Passage given:
------------------------------------------------

Geographical data and knowledge management (OpenEarth)
Project Phase: all
Purpose: Software programme for the development and execution of models
Requirements: Programming skills
Relevant Software: OpenEarth, Python, Matlab, R
OpenEarth (www.openearth.nl) is a free and open source initiative to deal with data, models and tools in earth science & engineering projects. In current practice, research, consultancy and construction projects commonly spend a significant part of their budget to setup some basic infrastructure for data and knowledge management. Most of these efforts disappear again once the project is finished. As an alternative to these ad-hoc approaches, OpenEarth aims for a more continuous and cumulative approach to data & knowledge management. OpenEarth promotes, teaches and sustains project collaboration and skill sharing. As a result, research and consultancy projects no longer need to waste valuable resources by repeatedly starting from scratch. Rather they can build on the preserved efforts from countless projects before them.
Over many years Delft University of Technology and Deltares, together developed OpenEarth as a free and open source alternative to the project-by-project and institution-by-institution approaches to deal with data, models and tools (e.g Van Koningsveld et al. 2004). OpenEarth at its most abstract level represents the philosophy that data, models and tools should flow as freely and openly as possible across the artificial boundaries of projects and organizations (or at least departments). Put in practice OpenEarth exists only because there is a robust user community that works according to this philosophy (a bottom up approach). In its most concrete and operational form OpenEarth facilitates collaboration within its user community by providing an open ICT infrastructure, built from the best available open source components, in combination with a well-defined workflow, described in open protocols based as much as possible on widely accepted international standards.

------------------------------------------------

Data entries:
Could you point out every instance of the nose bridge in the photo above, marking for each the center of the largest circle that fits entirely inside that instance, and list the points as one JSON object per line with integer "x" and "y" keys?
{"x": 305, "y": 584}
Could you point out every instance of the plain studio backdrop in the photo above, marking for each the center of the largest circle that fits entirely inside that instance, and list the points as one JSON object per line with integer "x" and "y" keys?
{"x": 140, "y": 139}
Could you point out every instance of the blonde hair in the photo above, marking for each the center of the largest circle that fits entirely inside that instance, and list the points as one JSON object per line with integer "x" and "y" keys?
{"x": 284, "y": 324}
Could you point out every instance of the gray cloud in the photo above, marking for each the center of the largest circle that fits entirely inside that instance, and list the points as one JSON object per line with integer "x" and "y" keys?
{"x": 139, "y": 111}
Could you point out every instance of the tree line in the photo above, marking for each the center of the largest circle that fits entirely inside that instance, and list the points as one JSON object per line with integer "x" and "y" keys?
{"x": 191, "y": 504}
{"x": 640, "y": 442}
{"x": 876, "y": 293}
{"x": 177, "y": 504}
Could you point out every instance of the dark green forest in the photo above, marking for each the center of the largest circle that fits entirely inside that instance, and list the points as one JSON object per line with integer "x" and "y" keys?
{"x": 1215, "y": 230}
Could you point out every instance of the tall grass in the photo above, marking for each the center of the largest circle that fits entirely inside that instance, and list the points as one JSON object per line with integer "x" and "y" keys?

------------------------------------------------

Required work:
1. Summarize the OpenEarth text in two sentences.
2. According to the OpenEarth text, which two institutions developed OpenEarth?
3. List every program named under "Relevant Software" in the OpenEarth text.

Task solutions:
1. OpenEarth, developed over many years by Delft University of Technology and Deltares, is a free and open source initiative for handling data, models and tools in earth science and engineering projects. Instead of ad-hoc project-by-project setups whose efforts mostly disappear when the project ends, it pursues a continuous and cumulative approach, carried by a user community and supported by an open ICT infrastructure and a well-defined workflow described in open protocols.

2. Delft University of Technology and Deltares.

3. OpenEarth, Python, Matlab, R